Task:
Among the records below, find each line bearing the word "positive" and copy it.

BEGIN

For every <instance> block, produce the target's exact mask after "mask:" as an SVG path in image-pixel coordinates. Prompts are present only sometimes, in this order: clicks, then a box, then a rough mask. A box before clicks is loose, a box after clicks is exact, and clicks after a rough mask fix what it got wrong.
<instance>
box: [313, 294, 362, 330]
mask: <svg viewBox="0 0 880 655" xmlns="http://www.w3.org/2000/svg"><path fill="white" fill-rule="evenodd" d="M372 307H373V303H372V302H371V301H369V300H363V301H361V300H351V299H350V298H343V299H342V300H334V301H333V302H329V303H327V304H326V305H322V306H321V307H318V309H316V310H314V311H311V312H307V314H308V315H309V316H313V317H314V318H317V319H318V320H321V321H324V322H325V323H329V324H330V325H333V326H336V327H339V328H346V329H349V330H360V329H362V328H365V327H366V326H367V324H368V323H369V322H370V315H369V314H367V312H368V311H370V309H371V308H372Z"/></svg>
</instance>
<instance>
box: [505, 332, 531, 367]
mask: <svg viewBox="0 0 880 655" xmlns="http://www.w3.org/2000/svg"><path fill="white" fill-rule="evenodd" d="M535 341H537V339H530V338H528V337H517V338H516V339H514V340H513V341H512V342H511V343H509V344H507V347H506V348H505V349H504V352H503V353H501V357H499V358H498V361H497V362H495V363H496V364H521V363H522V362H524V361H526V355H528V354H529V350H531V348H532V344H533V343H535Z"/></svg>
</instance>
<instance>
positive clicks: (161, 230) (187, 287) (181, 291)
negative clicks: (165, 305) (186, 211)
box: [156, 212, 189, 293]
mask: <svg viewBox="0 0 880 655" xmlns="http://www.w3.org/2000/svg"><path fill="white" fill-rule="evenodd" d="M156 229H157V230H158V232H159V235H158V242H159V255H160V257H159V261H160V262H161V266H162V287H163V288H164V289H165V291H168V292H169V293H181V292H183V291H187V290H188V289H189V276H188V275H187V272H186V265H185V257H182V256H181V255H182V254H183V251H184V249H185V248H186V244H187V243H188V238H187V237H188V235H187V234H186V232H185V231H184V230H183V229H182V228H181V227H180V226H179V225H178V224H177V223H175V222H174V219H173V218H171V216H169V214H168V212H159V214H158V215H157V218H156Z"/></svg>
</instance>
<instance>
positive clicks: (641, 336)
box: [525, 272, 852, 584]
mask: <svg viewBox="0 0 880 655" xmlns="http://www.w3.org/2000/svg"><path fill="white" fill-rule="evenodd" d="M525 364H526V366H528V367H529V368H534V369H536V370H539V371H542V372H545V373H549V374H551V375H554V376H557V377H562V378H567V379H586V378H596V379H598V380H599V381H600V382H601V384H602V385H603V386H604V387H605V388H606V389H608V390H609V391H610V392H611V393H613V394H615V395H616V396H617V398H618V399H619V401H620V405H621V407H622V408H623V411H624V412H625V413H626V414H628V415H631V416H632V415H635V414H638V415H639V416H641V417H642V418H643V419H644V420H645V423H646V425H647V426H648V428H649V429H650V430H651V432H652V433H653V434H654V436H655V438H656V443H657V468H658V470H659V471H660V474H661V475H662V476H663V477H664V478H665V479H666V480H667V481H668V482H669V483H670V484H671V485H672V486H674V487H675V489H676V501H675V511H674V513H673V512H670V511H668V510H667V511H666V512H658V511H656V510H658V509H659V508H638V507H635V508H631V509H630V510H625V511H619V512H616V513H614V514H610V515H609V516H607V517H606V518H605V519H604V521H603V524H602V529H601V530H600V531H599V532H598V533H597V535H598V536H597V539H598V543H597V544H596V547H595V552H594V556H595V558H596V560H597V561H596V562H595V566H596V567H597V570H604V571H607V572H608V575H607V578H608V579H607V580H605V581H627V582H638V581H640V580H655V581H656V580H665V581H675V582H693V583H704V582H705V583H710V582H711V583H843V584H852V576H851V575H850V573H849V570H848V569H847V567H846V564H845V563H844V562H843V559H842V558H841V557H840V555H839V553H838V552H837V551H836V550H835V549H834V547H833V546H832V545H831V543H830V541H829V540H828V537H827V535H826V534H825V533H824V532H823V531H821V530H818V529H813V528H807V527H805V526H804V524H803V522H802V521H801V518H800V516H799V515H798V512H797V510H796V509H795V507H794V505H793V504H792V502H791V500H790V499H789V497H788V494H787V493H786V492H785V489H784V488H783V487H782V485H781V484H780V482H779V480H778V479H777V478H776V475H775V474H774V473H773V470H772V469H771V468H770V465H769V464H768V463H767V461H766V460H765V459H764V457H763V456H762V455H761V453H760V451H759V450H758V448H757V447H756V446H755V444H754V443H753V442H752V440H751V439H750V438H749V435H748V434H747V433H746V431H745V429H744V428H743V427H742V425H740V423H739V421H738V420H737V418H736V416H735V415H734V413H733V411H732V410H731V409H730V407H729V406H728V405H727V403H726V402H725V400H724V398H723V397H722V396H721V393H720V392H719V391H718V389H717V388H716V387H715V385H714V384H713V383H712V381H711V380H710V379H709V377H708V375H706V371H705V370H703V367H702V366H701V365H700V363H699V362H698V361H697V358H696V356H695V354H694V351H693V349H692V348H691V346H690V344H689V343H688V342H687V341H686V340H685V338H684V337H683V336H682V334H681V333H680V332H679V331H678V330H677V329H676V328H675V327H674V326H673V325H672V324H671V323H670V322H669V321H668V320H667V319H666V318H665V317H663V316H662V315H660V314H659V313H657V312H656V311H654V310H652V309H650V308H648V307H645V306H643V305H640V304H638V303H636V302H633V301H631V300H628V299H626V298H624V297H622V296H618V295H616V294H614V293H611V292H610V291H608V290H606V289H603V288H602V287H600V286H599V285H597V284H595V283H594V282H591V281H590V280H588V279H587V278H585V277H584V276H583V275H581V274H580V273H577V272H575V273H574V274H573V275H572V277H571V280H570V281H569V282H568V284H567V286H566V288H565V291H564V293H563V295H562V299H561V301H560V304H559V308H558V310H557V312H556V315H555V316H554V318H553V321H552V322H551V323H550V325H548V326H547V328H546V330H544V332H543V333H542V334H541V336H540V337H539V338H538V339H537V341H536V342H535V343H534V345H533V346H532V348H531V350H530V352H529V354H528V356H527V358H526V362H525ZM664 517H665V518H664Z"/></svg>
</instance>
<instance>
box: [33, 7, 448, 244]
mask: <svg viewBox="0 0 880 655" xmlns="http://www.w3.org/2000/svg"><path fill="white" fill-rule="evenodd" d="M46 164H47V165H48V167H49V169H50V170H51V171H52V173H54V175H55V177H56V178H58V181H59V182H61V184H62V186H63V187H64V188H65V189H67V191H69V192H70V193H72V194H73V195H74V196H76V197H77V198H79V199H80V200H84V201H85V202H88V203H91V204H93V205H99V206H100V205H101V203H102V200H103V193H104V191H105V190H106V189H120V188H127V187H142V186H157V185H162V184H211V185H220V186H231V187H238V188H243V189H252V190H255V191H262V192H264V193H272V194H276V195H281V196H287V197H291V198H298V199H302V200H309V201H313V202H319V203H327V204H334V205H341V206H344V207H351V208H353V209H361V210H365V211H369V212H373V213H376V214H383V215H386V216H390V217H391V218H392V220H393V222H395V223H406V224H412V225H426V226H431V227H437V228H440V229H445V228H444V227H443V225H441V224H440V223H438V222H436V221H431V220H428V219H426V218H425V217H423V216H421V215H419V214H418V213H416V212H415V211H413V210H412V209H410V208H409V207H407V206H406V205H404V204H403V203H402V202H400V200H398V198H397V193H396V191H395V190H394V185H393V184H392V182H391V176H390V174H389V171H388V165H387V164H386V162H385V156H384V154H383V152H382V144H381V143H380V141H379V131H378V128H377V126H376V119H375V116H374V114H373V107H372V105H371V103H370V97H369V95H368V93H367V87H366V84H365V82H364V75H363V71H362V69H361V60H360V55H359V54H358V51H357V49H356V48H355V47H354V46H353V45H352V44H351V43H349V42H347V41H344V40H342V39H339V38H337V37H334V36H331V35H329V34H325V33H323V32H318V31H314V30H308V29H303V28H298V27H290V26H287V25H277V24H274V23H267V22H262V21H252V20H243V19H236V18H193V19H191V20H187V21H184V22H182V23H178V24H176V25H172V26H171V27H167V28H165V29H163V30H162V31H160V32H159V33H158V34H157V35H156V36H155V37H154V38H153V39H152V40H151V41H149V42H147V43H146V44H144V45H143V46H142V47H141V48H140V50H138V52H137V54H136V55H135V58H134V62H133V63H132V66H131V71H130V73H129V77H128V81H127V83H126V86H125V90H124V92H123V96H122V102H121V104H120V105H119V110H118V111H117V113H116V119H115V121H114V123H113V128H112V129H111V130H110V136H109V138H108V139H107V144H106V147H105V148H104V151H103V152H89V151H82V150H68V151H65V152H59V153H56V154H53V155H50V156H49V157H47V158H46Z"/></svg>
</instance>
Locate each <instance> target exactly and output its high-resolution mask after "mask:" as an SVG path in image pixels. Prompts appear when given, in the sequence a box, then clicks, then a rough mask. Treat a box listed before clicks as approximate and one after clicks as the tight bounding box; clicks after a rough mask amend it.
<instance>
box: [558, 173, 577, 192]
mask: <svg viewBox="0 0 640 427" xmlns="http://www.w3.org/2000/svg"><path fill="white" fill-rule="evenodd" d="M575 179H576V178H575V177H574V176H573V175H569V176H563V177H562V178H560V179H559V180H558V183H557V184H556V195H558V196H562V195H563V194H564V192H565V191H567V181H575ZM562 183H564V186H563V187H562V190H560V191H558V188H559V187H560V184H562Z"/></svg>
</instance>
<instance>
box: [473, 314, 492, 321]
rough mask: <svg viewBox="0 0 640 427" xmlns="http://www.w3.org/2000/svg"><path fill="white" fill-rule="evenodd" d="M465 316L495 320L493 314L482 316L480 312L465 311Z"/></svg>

END

Task output:
positive clicks: (161, 230) (187, 287) (181, 291)
positive clicks: (641, 336)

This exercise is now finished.